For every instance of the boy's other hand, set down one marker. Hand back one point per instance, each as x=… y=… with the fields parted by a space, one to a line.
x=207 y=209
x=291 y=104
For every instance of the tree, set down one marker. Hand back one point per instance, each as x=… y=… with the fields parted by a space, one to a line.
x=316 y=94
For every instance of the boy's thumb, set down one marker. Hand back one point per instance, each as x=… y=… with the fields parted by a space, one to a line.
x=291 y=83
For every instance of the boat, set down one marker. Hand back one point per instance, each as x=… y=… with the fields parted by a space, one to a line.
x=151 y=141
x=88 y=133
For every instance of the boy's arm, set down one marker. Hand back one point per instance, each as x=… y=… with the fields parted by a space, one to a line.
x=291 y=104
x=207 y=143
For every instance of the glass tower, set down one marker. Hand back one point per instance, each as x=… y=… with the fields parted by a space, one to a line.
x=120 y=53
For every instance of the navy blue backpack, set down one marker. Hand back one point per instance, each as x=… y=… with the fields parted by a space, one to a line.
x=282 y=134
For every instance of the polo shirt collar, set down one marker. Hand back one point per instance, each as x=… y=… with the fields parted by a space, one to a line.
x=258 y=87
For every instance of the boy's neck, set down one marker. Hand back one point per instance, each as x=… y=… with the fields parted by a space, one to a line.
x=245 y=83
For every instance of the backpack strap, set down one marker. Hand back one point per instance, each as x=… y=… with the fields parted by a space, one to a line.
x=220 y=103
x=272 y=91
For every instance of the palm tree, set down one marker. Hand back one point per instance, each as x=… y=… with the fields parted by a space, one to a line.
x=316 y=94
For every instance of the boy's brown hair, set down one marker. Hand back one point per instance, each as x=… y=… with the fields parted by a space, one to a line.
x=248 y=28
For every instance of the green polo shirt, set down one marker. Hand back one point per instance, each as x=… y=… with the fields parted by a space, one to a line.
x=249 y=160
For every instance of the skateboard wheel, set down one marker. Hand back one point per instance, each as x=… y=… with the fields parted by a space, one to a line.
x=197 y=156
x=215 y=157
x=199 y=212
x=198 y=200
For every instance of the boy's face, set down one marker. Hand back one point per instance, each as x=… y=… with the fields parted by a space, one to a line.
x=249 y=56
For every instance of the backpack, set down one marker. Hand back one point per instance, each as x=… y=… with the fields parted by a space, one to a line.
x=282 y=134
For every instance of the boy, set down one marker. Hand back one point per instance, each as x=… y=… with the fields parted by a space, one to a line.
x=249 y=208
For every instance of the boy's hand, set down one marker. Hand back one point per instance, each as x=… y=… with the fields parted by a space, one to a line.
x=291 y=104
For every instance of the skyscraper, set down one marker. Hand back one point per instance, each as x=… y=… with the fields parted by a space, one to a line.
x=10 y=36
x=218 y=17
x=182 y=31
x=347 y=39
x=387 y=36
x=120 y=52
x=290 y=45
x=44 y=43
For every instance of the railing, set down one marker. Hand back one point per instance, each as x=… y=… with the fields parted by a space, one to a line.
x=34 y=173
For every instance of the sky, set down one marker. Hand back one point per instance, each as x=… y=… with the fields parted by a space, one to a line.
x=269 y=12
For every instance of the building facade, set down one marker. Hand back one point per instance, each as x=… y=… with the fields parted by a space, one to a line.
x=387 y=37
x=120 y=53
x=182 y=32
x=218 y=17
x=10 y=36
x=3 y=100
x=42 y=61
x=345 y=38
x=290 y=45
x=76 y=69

> _Objective_:
Return all of the rows above word for word, keeping every character and line break unchanged.

> _Finished exercise_:
For every instance of the boy's other hand, set down one marker. Hand back one point per instance, each as x=… y=… with the fields parted by a space, one to a line.
x=207 y=209
x=291 y=104
For every instance of the tree, set down one marker. Hand back one point per instance, each as x=… y=… with the fields parted by a space, one to a line.
x=316 y=94
For every instance of the boy's thumb, set down one marker. Hand back one point per instance, each as x=… y=… with the fields parted by a space, one to a line.
x=291 y=83
For every instance of the boat, set down one marker. Hand back one point per instance, each as x=… y=… with the fields parted by a space, one to a line.
x=151 y=141
x=88 y=133
For every instance of the boy's arm, set down one marker. Hand back one point per instance, each as x=… y=… with the fields parted by a space, one to a line.
x=291 y=104
x=207 y=143
For every instance of the glass tower, set down one marker. Hand back one point per instance, each as x=… y=… with the fields parted by a space, one to a line.
x=120 y=53
For every instance of the navy blue backpack, set down one marker. Hand back one point per instance, each as x=… y=… with the fields parted by a space, one to a line.
x=282 y=134
For every instance of the polo shirt collar, set down one marker. Hand back one point per instance, each as x=… y=… with the fields parted by a space, one to a line.
x=258 y=87
For every instance of the boy's neck, set down one marker. Hand back one point per instance, each as x=… y=… with the fields parted by a space, one to a line.
x=245 y=83
For every instance of the backpack strap, set down one marker. Hand back one point per instance, each as x=… y=… with the fields parted by a space, one to a line.
x=220 y=103
x=272 y=91
For every instance of the palm tree, set down one marker. Hand back one point per instance, each as x=… y=… with the fields parted by a space, one to a line.
x=316 y=94
For every instance of the boy's brown hair, set down one marker. Hand back one point per instance, each as x=… y=… with the fields parted by a space, one to a line.
x=248 y=28
For every instance of the green polo shirt, set down one marker. Hand back one point per instance, each as x=… y=… with the fields parted by a space, one to a line.
x=249 y=160
For every instance of the skateboard wheel, set down one marker. Hand back one point per instance, each as x=… y=… with the fields parted by a space, one to a line.
x=197 y=156
x=215 y=157
x=199 y=212
x=198 y=200
For every instance of the boy's face, set down one marker. Hand back one point per instance, each as x=… y=… with the fields parted by a space, one to a line.
x=249 y=56
For every instance of the backpack, set down one marker. Hand back one point per instance, each as x=… y=… with the fields parted by a space, one to a line.
x=282 y=134
For every instance of the boy, set down one marker. Hand back one point per instance, each as x=… y=… with the fields parted by a space, one to a line.
x=249 y=208
For every instance of the boy's hand, set down one marker. Hand back one point per instance, each as x=… y=… with the fields parted by a space, one to a line.
x=291 y=104
For every instance of the skyscraper, set down one marker. Hand back one point per instance, each as x=… y=… with the fields parted by a space, one to a line.
x=10 y=36
x=218 y=17
x=182 y=31
x=347 y=39
x=387 y=36
x=120 y=52
x=290 y=45
x=44 y=43
For every instance of the railing, set down one marker. Hand back one point per instance, each as x=… y=… with the fields parted by a space, one to a line.
x=34 y=173
For every instance of the sky, set down one marker. Hand back one point per instance, each as x=… y=… with the fields parted by a space, one to a line.
x=269 y=12
For every instance of the building facade, set down one marker. Hand back one point per instance, each as x=… y=… with the fields parted by a space, one to a line.
x=387 y=37
x=120 y=53
x=182 y=32
x=218 y=17
x=10 y=36
x=3 y=100
x=42 y=61
x=345 y=38
x=290 y=45
x=76 y=69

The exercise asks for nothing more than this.